# Region pointing data
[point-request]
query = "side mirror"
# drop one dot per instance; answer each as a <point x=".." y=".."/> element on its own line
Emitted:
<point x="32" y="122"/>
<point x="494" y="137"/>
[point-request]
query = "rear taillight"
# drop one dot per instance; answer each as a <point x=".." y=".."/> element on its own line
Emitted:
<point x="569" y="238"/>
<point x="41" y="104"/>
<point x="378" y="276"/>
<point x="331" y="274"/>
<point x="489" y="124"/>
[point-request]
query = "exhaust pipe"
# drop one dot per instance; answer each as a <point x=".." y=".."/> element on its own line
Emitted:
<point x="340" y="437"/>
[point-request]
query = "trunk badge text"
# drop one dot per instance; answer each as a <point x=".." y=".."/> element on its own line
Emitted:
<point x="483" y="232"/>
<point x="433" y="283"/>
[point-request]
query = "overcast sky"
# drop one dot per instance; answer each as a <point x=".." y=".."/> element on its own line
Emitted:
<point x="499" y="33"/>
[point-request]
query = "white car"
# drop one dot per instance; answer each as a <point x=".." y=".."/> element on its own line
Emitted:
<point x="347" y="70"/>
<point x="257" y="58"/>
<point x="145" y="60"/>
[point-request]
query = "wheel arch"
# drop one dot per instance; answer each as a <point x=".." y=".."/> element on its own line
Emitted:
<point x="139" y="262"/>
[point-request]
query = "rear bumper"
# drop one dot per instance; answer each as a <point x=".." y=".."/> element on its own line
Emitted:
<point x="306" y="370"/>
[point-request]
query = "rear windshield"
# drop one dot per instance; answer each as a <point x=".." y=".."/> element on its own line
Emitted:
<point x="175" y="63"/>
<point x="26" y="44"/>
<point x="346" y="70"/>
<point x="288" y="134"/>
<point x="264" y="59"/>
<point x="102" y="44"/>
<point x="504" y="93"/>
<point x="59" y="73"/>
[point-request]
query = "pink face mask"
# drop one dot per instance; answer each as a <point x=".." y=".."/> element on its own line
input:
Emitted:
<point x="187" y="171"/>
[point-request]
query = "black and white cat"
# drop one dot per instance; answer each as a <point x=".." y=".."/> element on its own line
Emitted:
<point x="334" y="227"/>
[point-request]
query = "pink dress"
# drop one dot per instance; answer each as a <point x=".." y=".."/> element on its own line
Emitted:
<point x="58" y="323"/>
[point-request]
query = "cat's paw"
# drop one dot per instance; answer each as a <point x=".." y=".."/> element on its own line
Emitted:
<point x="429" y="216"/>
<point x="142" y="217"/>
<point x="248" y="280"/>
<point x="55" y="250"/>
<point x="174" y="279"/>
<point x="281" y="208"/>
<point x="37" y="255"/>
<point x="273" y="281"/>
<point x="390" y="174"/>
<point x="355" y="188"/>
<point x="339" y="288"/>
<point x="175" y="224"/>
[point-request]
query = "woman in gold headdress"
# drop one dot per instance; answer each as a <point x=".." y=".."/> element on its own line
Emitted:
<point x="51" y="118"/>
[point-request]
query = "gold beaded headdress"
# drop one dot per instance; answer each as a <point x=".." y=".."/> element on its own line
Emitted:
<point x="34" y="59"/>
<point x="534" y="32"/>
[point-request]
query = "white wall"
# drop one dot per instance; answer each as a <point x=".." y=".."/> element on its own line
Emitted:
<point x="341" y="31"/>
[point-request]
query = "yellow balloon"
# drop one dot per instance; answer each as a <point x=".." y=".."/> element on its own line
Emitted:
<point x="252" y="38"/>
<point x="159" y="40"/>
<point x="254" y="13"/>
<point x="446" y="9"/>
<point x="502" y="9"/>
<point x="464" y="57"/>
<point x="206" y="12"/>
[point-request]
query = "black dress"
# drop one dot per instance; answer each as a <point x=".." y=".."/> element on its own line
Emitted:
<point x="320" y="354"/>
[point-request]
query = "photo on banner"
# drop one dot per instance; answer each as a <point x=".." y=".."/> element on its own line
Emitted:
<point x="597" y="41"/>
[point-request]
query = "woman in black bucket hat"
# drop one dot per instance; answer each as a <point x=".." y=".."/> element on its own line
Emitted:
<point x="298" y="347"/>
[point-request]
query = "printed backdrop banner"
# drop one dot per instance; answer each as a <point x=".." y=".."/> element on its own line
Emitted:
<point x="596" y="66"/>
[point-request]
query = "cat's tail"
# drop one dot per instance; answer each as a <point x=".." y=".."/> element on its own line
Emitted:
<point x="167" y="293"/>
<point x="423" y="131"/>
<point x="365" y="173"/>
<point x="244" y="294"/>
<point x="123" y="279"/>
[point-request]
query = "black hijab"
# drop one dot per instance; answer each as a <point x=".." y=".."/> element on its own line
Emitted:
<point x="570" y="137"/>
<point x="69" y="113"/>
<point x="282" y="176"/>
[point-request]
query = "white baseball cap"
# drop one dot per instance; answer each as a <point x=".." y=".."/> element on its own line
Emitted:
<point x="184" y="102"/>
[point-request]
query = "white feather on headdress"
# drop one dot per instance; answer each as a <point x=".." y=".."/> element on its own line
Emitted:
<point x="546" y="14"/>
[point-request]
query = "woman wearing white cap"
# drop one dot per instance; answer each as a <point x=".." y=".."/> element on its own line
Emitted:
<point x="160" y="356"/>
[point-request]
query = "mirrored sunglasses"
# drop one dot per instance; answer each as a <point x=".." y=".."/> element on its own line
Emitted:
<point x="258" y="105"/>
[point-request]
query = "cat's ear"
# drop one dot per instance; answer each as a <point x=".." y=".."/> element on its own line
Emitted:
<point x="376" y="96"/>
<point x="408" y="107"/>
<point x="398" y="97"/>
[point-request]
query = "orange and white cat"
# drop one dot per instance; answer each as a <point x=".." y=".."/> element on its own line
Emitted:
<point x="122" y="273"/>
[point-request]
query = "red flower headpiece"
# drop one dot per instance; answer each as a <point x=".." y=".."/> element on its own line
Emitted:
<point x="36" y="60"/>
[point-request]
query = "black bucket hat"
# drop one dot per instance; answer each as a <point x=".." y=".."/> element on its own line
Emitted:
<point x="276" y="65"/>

# INSTRUCTIONS FOR THE TASK
Set down each entry from above once more, exactly as written.

# WRITTEN ANSWER
[point-request]
query = "side mirror"
# drop one dot per instance; answer each as a <point x=".." y=".."/> element on its own line
Emitted:
<point x="32" y="122"/>
<point x="494" y="137"/>
[point-request]
query = "rear taillight"
# drop one dot per instance; answer each as a <point x=".." y=".."/> element on its own line
Emitted:
<point x="569" y="238"/>
<point x="41" y="104"/>
<point x="378" y="276"/>
<point x="331" y="274"/>
<point x="489" y="124"/>
[point-request]
query = "exhaust pipe"
# drop one dot per instance; answer each as a <point x=".." y=".."/> element on its own line
Emitted:
<point x="340" y="437"/>
[point-request]
query = "trunk badge text"
# drop one dot per instance; answer each as a <point x=".." y=".."/> element on its own line
Emitted:
<point x="483" y="232"/>
<point x="433" y="283"/>
[point-request]
query = "overcast sky"
# drop one dot per instance; answer each as a <point x=".." y=".."/> element on its own line
Emitted:
<point x="499" y="33"/>
[point-request]
query = "white car"
# drop one dot per instance; answer each as a <point x=".." y=".."/> element on its own line
Emitted:
<point x="347" y="70"/>
<point x="257" y="58"/>
<point x="145" y="60"/>
[point-request]
query = "wheel arch"
# drop one dot per instance; answer each as a <point x=".." y=".."/> element on its own line
Emitted:
<point x="139" y="262"/>
[point-request]
query = "rear bumper"
# drop one dot per instance; answer each as a <point x=".." y=".."/> element on its own line
Emitted:
<point x="306" y="370"/>
[point-request]
query = "rear windshield"
# drop one dot per instance; answer each as a <point x=".." y=".."/> element on its own line
Emitted:
<point x="175" y="63"/>
<point x="26" y="44"/>
<point x="346" y="70"/>
<point x="288" y="134"/>
<point x="264" y="59"/>
<point x="102" y="44"/>
<point x="504" y="93"/>
<point x="59" y="73"/>
[point-request]
query = "pink face mask"
# drop one dot per instance; answer each as a <point x=".." y=".."/> element on its own line
input:
Emitted:
<point x="187" y="171"/>
[point-request]
query = "black and white cat"
# drop one dot per instance; answer each as a <point x=".." y=".."/> element on its own line
Emitted:
<point x="334" y="227"/>
[point-request]
query = "pink dress"
# drop one dot per instance; answer each as a <point x=".." y=".."/> element on its own line
Emitted:
<point x="58" y="323"/>
[point-request]
query = "cat's paw"
# drop one dot per instance; answer each as a <point x=".." y=".."/> element on its own line
Emitted:
<point x="429" y="216"/>
<point x="142" y="217"/>
<point x="248" y="280"/>
<point x="55" y="250"/>
<point x="174" y="279"/>
<point x="281" y="208"/>
<point x="37" y="255"/>
<point x="273" y="281"/>
<point x="390" y="174"/>
<point x="355" y="188"/>
<point x="339" y="288"/>
<point x="175" y="224"/>
[point-request]
query = "woman in gold headdress"
# drop one dot per instance; answer each as a <point x=".." y=".."/> element on its own line
Emitted:
<point x="51" y="118"/>
[point-request]
query = "gold beaded headdress"
# drop one dot per instance; answer each as a <point x=".." y=".."/> element on its own line
Emitted:
<point x="34" y="59"/>
<point x="534" y="32"/>
[point-request]
query = "white wall"
# drop one dot per instance; answer each as a <point x=".." y=".."/> element on its own line
Emitted:
<point x="341" y="31"/>
[point-request]
query = "yellow balloon"
# drop one dot per instance; answer each as a <point x=".." y=".."/> element on its own line
Emitted:
<point x="252" y="38"/>
<point x="159" y="40"/>
<point x="254" y="13"/>
<point x="446" y="9"/>
<point x="502" y="9"/>
<point x="464" y="57"/>
<point x="206" y="12"/>
[point-request]
query = "black dress"
# drop one dot per instance; answer each as a <point x=".." y=".."/> element on its own line
Emitted:
<point x="320" y="354"/>
[point-request]
query = "photo on banner"
# drop one dot per instance; answer each as a <point x=".." y=".."/> element on its own line
Emitted:
<point x="597" y="41"/>
[point-request]
query = "woman in black bucket hat"
# drop one dot per instance; answer each as a <point x=".." y=".."/> element on its own line
Emitted:
<point x="298" y="347"/>
[point-request]
query = "printed backdrop banner"
# drop one dot per instance; answer each as a <point x=".." y=".."/> element on its own line
Emitted:
<point x="596" y="66"/>
[point-request]
query = "cat's tail"
# drop one dot per instance; answer each as a <point x=".." y=".."/> element on its own line
Emitted:
<point x="167" y="293"/>
<point x="423" y="131"/>
<point x="365" y="173"/>
<point x="244" y="294"/>
<point x="123" y="279"/>
[point-request]
query = "black hijab"
# drop one dot per instance; answer each as a <point x=".." y=".."/> element on its own line
Emitted:
<point x="570" y="137"/>
<point x="69" y="113"/>
<point x="282" y="176"/>
[point-request]
query = "white baseball cap"
# drop one dot per instance; answer each as a <point x=".." y=".."/> element on its own line
Emitted:
<point x="184" y="102"/>
[point-request]
query = "white feather on headdress"
# drop one dot per instance; answer each as a <point x=".." y=".."/> element on its own line
Emitted:
<point x="546" y="14"/>
[point-request]
query = "woman wearing white cap"
# drop one dot per instance; answer each as a <point x=".." y=".."/> element on its own line
Emitted:
<point x="160" y="356"/>
[point-request]
query = "mirrored sunglasses"
# drop one dot per instance; answer each as a <point x=".." y=".."/> element on its own line
Emitted:
<point x="258" y="105"/>
[point-request]
query = "cat's ear"
# drop one dot per instance; answer each as a <point x=".." y=".."/> element on its own line
Emitted:
<point x="376" y="96"/>
<point x="408" y="107"/>
<point x="398" y="97"/>
[point-request]
query = "orange and white cat"
# drop one dot per instance; answer each as a <point x=".." y=".."/> element on its own line
Emitted:
<point x="122" y="273"/>
[point-request]
query = "red flower headpiece"
# drop one dot per instance; answer each as a <point x=".." y=".."/> element on its own line
Emitted:
<point x="36" y="60"/>
[point-request]
query = "black bucket hat"
# drop one dot per instance; answer each as a <point x=".." y=".."/> element on its own line
Emitted:
<point x="276" y="65"/>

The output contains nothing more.